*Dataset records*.
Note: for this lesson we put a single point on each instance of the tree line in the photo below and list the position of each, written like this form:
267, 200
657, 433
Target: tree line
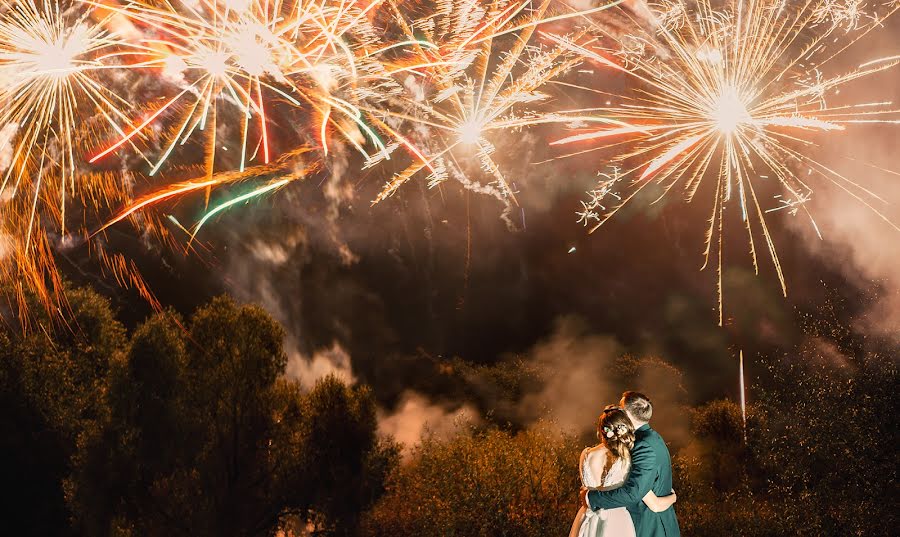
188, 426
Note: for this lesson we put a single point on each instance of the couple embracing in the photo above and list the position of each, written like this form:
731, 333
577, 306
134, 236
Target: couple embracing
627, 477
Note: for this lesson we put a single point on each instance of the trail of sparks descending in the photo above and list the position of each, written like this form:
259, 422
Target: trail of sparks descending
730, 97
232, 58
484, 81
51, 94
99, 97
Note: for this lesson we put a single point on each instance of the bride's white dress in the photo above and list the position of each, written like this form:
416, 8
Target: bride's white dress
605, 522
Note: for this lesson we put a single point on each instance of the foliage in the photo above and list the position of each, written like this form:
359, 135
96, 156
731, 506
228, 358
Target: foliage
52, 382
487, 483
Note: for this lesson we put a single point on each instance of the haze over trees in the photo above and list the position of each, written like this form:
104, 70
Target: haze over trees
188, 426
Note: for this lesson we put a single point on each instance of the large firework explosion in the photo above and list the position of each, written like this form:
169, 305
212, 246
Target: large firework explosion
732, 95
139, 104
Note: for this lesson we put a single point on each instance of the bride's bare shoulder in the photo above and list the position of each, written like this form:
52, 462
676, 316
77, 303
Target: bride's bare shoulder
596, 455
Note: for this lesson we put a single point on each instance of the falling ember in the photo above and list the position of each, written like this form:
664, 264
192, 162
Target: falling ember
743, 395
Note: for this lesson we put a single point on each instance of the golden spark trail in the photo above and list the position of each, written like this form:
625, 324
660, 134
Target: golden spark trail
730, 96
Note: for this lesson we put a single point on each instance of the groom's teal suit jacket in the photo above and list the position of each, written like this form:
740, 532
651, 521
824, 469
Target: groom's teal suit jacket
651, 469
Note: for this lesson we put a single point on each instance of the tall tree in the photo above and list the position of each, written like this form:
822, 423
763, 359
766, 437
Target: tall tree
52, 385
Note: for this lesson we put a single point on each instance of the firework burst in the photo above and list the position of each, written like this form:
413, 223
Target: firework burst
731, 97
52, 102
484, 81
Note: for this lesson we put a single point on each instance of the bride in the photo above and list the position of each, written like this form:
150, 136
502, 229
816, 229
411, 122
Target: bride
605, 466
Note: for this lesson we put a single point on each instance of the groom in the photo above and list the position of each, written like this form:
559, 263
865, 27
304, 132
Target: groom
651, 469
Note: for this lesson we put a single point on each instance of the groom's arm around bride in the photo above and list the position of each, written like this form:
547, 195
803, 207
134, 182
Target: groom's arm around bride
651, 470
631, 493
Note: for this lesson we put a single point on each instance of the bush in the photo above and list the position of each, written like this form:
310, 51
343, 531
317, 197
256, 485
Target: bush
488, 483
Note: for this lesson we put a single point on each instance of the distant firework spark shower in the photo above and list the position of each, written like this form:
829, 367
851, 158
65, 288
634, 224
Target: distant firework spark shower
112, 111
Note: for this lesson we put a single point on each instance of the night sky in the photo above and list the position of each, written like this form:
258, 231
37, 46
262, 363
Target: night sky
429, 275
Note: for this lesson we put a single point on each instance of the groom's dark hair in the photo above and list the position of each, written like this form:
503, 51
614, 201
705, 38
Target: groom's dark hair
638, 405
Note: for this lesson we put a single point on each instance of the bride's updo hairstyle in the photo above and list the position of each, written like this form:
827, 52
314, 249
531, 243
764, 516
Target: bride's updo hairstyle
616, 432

*TO DO*.
Set down every entry above without alteration, but print no images.

*WRITTEN RESPONSE*.
Note: for this lesson we put a single point on each instance of the tree line in the photo below and list the position of each, written like this form:
267, 200
657, 433
Target: tree line
188, 426
Note: for this lesson we put a single point on each instance of the couple embracing in the photo above and list the position of each, written like this form:
731, 333
577, 306
134, 236
Target: couple embracing
627, 477
Note: for this lesson we put a single point on each instance of the trail of sparks descending in the photo above and list the position of each, written like this form:
259, 422
Target: trail of sparks descending
730, 97
232, 58
484, 81
51, 94
99, 97
Note: for this lesson we put a single point on each instance of the bride's white dress in the photo above and list the position of each, written like this form:
416, 8
Target: bride's white dress
605, 522
Note: for this lesson we put a single point on each instance of the foliage in the photo above and list the position of each, written like this form:
359, 135
96, 156
731, 506
228, 358
Target: foliage
52, 382
487, 483
Note: for this lesson we put a single point on each instance of the haze over trees in the photo above and list the position of each, written like this form:
104, 70
Target: haze over trees
188, 426
Note: for this lesson we put a single point on each instance of the large firework explosion in the photo above and list the position of each, written like this form:
169, 305
212, 246
Target: large firework explosion
732, 95
139, 104
Note: for this lesson we put a single point on each instance of the bride's bare shoulder in the photo above and list the position of each, written like this form:
52, 462
676, 316
77, 303
Target: bride's bare shoulder
596, 455
Note: for this lesson we put a single point on each instance of the falling ember in the photo above and list the position of each, written like this form:
664, 264
192, 162
Target: falling ember
743, 395
Note: for this lesson we put a single point on each instance of the golden spark trail in the photo above and list the position of each, written like this form:
625, 324
660, 134
Target: golden spark trail
730, 96
Note: for this lesson we put a single point on each instance of the groom's teal suit jacket in the photo above and list the position of each, written like this form:
740, 532
651, 521
824, 469
Target: groom's teal suit jacket
651, 469
Note: for this lesson we put a single point on each instance of the tall tree in the photo above and list the position of each, written like this form:
822, 423
763, 359
766, 437
Target: tall tree
52, 385
Note: for this lesson we put a single point on each instance of the firework burst in the photo above and list the position of each, written like this form:
413, 223
Target: firework burst
731, 97
52, 102
484, 81
Note: for this lesson we put a single point on each instance of the bride in the photo above and list the position of each, written like this form:
150, 136
502, 229
816, 229
411, 122
Target: bride
605, 466
Note: for this lesson we put a single point on each instance of the groom in the photo above and list the position of each, written like this form:
559, 263
865, 27
304, 132
Target: groom
651, 469
Note: for this lesson we put a single point on each instance of the groom's arm around bride in the photo above and list the position of each, written like this form:
547, 195
803, 207
134, 182
Target: groom's arm around bride
651, 470
631, 493
Note: for this lesson we put a single point on each instance of the bush in the photo above and list the position of each, written like this form:
310, 51
343, 531
317, 197
256, 485
Target: bush
488, 483
Note: for this lesson we put a single point on each instance of the distant firework spark shower in the photo above and list the position of each, written like this form:
829, 367
851, 158
65, 288
634, 224
Target: distant firework spark shower
112, 111
Note: for this lesson we put a single point on each instance of the night sky in the photo above and list the position of each, written like this form:
258, 231
37, 46
262, 363
Target: night sky
429, 275
Note: for this lesson we put a single point on each instance of the groom's dark hair in the photo above and list the position of each, written like this form:
503, 51
614, 201
705, 38
Target: groom's dark hair
638, 405
Note: for this lesson we put a single point on each instance of the bride's updo hairstyle in the photo above and list the position of each, written like this form:
827, 52
314, 249
531, 243
764, 516
Target: bride's updo hairstyle
616, 432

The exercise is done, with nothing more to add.